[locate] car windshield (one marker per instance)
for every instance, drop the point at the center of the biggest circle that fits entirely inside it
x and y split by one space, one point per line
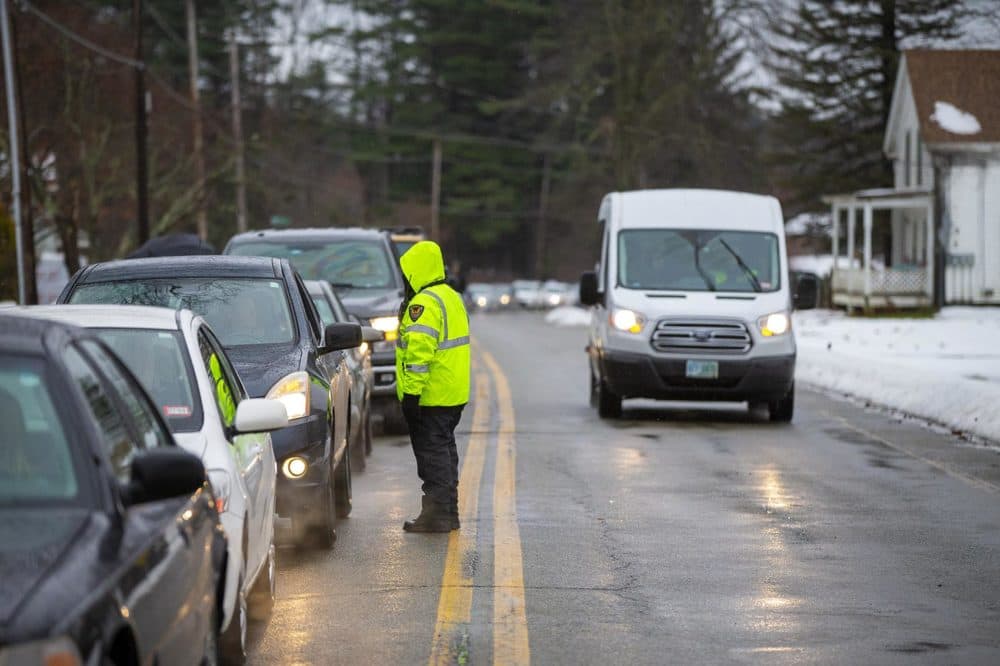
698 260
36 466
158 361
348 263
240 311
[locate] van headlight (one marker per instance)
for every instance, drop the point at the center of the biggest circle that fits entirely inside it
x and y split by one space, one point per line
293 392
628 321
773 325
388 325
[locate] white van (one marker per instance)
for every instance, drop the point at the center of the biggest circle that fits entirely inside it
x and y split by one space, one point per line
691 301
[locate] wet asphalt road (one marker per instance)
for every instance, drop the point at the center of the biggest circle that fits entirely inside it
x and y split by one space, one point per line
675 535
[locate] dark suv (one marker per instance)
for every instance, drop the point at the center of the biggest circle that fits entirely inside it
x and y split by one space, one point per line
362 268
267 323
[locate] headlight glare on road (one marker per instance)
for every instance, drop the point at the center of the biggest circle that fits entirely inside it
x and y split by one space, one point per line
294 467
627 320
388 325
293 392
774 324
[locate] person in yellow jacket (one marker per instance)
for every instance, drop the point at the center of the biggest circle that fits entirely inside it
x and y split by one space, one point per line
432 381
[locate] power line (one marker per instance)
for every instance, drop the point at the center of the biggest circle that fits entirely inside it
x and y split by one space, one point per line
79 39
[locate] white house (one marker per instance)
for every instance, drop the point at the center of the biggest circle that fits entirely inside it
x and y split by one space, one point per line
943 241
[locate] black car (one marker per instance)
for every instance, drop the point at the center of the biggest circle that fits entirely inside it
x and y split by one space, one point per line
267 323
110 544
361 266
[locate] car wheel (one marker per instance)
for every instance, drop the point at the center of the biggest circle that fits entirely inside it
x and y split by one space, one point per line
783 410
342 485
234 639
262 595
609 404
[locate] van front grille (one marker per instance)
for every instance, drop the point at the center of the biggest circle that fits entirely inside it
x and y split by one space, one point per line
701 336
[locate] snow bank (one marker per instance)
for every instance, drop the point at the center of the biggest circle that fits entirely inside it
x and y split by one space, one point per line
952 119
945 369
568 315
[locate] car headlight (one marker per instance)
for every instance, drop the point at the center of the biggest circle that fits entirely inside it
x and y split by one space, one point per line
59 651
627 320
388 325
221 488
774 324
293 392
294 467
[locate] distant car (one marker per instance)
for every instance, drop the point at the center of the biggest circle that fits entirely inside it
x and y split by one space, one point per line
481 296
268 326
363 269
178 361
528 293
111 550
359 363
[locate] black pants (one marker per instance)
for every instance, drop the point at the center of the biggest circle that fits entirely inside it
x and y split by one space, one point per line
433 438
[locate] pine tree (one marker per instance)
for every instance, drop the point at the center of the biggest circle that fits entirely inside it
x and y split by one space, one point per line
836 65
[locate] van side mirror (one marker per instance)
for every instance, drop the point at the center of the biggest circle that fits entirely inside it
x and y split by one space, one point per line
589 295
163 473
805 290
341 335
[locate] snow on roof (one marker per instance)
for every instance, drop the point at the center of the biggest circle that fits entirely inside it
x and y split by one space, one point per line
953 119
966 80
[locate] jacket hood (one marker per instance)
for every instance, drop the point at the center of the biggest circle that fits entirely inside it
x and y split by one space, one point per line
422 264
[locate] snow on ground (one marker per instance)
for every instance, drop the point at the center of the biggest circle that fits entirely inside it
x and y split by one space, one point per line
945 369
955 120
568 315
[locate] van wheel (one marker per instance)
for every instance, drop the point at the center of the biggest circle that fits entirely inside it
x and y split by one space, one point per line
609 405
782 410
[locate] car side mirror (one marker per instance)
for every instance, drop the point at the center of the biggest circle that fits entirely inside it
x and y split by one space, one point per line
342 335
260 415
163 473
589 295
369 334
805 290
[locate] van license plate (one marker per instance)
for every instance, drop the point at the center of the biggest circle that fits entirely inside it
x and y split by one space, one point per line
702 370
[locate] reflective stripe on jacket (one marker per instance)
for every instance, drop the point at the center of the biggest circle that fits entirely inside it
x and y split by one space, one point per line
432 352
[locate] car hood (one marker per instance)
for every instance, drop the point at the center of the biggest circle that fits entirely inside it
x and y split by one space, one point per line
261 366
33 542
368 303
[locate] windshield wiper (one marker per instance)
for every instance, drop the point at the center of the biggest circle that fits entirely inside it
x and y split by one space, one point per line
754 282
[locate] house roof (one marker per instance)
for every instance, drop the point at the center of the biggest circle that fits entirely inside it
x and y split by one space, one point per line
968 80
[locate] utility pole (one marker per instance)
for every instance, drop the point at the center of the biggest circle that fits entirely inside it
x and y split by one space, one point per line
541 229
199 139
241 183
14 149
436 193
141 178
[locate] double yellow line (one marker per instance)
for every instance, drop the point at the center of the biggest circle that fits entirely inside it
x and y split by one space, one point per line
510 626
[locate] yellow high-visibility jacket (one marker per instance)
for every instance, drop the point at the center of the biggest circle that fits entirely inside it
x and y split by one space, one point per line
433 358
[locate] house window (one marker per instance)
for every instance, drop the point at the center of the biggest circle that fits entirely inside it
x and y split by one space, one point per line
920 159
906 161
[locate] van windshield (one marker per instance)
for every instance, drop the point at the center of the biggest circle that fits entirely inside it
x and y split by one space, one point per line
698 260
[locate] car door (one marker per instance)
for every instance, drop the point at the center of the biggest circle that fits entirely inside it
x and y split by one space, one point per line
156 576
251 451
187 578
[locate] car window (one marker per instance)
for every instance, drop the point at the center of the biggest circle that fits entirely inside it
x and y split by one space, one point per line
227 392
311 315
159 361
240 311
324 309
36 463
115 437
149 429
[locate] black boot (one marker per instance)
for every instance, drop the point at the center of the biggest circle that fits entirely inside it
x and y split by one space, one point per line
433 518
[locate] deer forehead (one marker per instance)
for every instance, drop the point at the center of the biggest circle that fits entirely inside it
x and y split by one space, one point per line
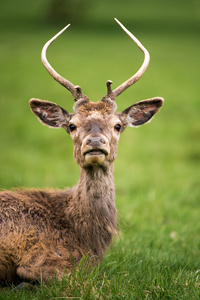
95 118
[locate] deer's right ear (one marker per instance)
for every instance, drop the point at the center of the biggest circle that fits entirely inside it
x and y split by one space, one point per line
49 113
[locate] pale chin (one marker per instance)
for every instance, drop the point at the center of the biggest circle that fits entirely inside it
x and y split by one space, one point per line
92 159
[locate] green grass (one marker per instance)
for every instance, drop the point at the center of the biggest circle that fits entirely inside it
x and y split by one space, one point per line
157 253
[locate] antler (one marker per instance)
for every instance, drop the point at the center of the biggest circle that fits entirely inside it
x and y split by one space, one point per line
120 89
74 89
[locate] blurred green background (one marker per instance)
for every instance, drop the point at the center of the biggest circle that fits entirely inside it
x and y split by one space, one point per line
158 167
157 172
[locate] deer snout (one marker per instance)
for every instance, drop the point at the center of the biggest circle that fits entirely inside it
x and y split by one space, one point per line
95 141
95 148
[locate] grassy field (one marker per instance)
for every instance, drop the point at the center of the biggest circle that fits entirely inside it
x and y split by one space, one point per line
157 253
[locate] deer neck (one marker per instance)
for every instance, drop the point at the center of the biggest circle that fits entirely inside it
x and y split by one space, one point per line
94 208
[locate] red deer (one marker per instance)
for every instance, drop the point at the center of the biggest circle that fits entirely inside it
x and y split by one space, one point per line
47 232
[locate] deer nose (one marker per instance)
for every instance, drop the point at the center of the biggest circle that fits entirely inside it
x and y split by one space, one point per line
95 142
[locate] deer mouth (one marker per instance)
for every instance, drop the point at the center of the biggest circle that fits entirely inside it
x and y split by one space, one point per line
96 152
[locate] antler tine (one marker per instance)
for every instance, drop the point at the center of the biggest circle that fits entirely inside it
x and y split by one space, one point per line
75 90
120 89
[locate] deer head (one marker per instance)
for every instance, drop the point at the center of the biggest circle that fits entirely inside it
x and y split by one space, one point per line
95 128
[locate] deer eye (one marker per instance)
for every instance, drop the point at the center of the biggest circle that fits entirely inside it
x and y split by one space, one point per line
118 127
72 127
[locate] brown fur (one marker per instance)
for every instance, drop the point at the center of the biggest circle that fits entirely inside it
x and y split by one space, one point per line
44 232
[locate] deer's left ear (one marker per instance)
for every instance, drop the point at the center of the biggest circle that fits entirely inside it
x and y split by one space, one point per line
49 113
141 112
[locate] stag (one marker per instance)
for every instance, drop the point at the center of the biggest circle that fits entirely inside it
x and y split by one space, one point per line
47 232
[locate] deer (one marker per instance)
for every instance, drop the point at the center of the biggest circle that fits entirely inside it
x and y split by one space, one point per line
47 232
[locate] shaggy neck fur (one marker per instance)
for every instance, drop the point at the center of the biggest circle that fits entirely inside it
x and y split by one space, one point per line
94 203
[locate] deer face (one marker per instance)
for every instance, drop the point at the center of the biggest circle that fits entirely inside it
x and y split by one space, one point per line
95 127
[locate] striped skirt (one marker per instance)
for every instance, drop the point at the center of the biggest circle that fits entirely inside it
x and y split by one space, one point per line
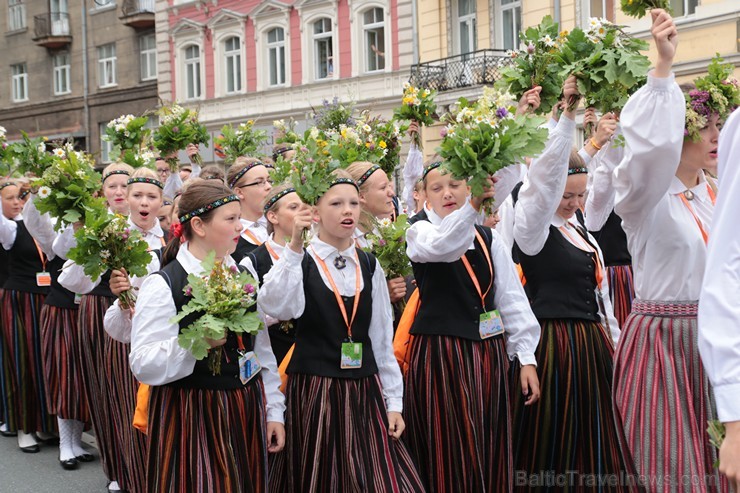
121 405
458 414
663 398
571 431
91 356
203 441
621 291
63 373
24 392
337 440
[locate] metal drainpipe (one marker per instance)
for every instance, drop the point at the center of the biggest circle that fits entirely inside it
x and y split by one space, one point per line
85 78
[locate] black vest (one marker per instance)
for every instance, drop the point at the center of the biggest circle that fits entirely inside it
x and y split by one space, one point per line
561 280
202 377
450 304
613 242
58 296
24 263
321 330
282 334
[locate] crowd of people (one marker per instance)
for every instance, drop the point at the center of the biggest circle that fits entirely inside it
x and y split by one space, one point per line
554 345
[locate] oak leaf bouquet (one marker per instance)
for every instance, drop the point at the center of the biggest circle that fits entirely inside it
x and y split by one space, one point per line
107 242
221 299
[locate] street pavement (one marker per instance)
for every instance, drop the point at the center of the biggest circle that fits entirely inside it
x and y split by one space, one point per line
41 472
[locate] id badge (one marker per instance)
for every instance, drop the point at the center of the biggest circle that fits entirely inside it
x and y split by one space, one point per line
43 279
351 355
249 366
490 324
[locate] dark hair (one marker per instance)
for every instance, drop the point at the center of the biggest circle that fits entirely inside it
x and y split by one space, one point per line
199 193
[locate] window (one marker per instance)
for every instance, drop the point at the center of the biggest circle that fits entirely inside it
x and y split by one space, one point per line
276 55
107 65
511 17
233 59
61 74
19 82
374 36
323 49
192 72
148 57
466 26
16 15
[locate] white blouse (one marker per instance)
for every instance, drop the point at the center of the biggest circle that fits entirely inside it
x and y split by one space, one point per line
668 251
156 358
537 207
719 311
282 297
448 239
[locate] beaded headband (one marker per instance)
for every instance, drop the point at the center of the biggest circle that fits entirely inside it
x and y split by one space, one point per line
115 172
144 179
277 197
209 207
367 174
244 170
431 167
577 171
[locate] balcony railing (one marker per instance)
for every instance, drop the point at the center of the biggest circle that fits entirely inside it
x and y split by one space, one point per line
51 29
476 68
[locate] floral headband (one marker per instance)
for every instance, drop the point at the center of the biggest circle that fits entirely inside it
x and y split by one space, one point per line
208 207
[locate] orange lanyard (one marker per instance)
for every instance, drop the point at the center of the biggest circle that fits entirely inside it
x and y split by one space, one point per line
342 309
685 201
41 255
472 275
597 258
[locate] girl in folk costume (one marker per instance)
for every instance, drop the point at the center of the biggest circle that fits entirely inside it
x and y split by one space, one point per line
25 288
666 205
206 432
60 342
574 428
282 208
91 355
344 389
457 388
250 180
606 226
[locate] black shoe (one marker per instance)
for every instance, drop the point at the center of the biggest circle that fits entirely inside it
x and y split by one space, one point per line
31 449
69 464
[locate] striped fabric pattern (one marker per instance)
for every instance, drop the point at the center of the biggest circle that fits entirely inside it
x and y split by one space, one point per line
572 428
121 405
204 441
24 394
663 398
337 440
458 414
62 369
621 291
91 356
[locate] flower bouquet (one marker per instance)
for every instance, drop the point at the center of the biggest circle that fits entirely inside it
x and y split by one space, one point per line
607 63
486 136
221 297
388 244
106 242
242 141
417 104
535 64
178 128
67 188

◇ ◇ ◇ ◇

Set down, word for word, every line from the line that holds "[locate] floral headband" to the end of the entries above, including both ends.

[locate] floral headband (one marker per instance)
for every instance, drop the point at the center of the biggest circle that fits entirely inside it
x and y split by one space, one point per line
208 207
[locate] orange lanyard (one marker per instance)
for every instance, drop the point at the center of the biggest circle that fits entirely inside it
x and y split by one space, one point per line
342 309
685 201
41 255
472 275
597 258
[locate] girl in folk costume (one marker per instance)
for every instance, drop the point at the center of the biggest circle that fits entirely inside it
x and y split by one space, one point per line
25 288
666 205
206 432
60 342
574 428
282 208
91 355
344 389
457 388
250 180
606 226
[locate] black shoe (one marker per instance)
for every instance, drop the point at the center of the biggest circle that fits entirely inside it
x and y split by one space, one point per line
31 449
69 464
[locate] striped fabric pattern (one marker per instance)
for every instance, drop the point at the center of the biggest circle that fits entirely inside it
x and y split by one space, one point per line
572 428
121 405
204 441
24 394
663 398
337 440
458 414
62 369
621 291
91 356
[locate] flower bouquet (one marker per instance)
for every instance, drop the point at the center of the biggest circle that fits entirely inside it
x and y split by one space, one point per line
607 63
486 136
221 297
388 244
106 242
242 141
417 104
535 64
178 128
67 188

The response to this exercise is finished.